Action item:
Please print the listing that follows word for word, but skip any pictures it holds.

Provided information:
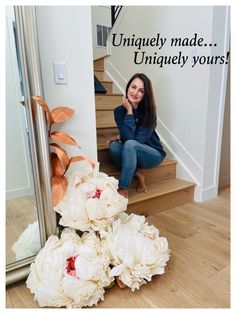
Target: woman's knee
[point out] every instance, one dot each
(114, 147)
(131, 144)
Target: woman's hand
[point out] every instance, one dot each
(127, 105)
(113, 139)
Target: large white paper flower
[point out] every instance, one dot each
(137, 251)
(28, 244)
(71, 271)
(90, 203)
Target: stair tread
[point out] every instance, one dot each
(158, 189)
(111, 168)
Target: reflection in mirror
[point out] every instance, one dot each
(22, 232)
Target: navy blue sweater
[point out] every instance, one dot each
(130, 130)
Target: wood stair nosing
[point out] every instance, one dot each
(154, 205)
(160, 188)
(166, 170)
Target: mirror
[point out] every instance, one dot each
(22, 230)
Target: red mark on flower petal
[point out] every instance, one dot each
(97, 194)
(70, 266)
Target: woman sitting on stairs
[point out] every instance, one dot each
(138, 145)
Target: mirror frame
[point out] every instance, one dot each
(26, 28)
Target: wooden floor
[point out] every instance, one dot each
(198, 273)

Response box:
Target: woman's knee
[point out] every instance, one dot each
(114, 147)
(131, 144)
Target: woman's hand
[point out] every instance, one dot each
(127, 105)
(113, 139)
Target: large white paper flower
[point out] every instance, one dot each
(137, 251)
(28, 244)
(71, 271)
(90, 203)
Target: stair tread
[point out] every instance, one dot each
(158, 189)
(111, 168)
Target: reflection in mirror
[point out] every instance, one dot each
(22, 232)
Target: navy blue sweater
[point out] every instance, one dot each
(130, 130)
Target: wood stair nosing
[point out] every instance, one dot each
(154, 205)
(160, 188)
(166, 170)
Target: mirror
[point out] every instance, one dot each
(22, 230)
Target: red mark on flower petal
[point out] every instance, one dot each
(97, 194)
(70, 266)
Target: woman sitting on stairs
[point out] every instance, one dot each
(138, 145)
Target: mirror frame
[point out] every instance, one dot each
(26, 28)
Target: wooden floor
[point out] every instance, one dot each
(198, 273)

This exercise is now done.